| TASK ITEM |
Word for word, restate the data that follows, omitting the images.
───── PROVIDED RECORDS ─────
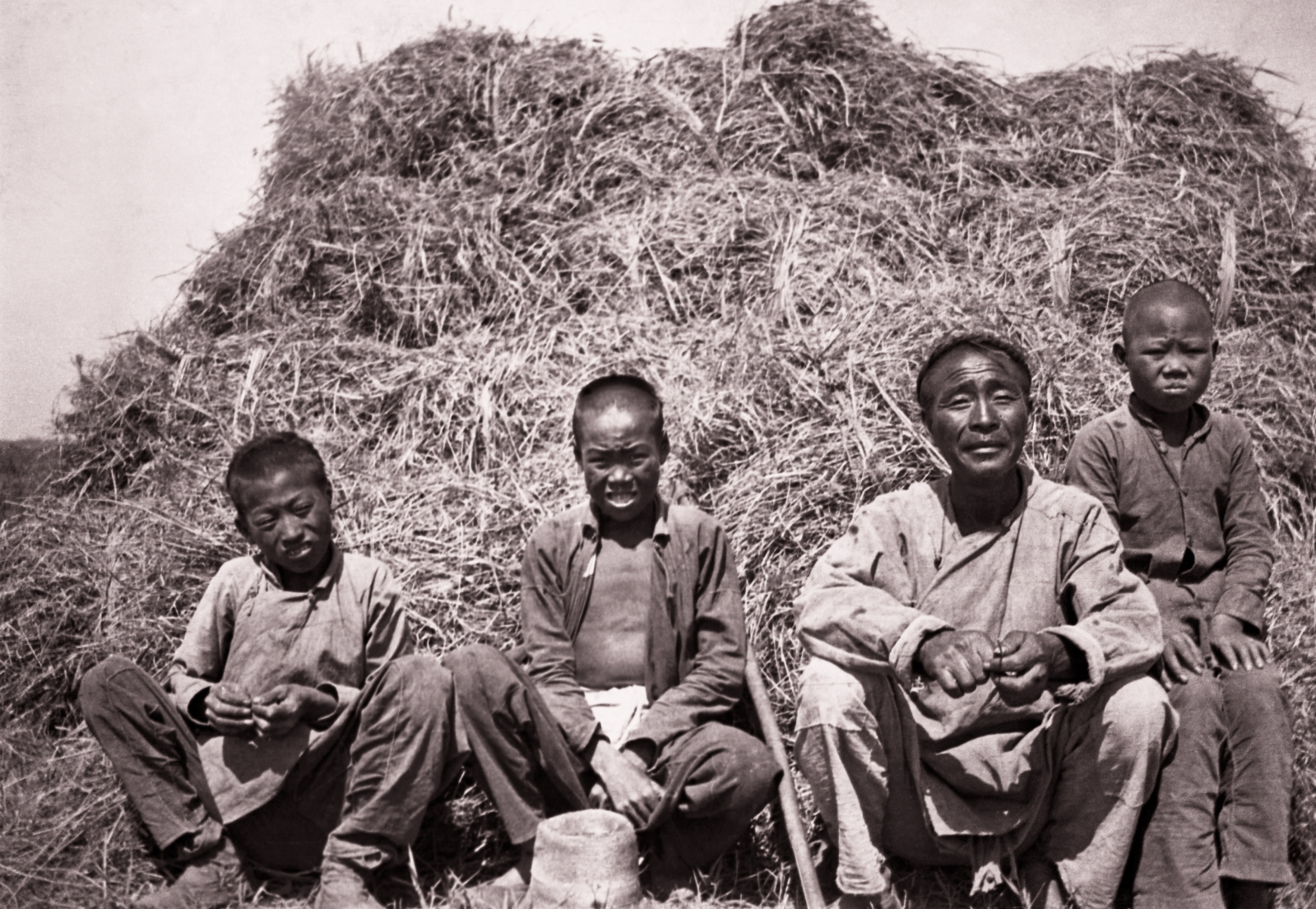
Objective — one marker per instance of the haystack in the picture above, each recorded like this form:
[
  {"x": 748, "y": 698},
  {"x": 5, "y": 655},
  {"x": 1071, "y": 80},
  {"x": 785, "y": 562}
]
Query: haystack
[{"x": 449, "y": 241}]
─────
| THE COMPLETED TASK |
Objective — one marker per instance of the haystack in the picture above, each recorded like this form:
[
  {"x": 748, "y": 698},
  {"x": 5, "y": 655},
  {"x": 1071, "y": 80},
  {"x": 785, "y": 562}
]
Query: haystack
[{"x": 449, "y": 241}]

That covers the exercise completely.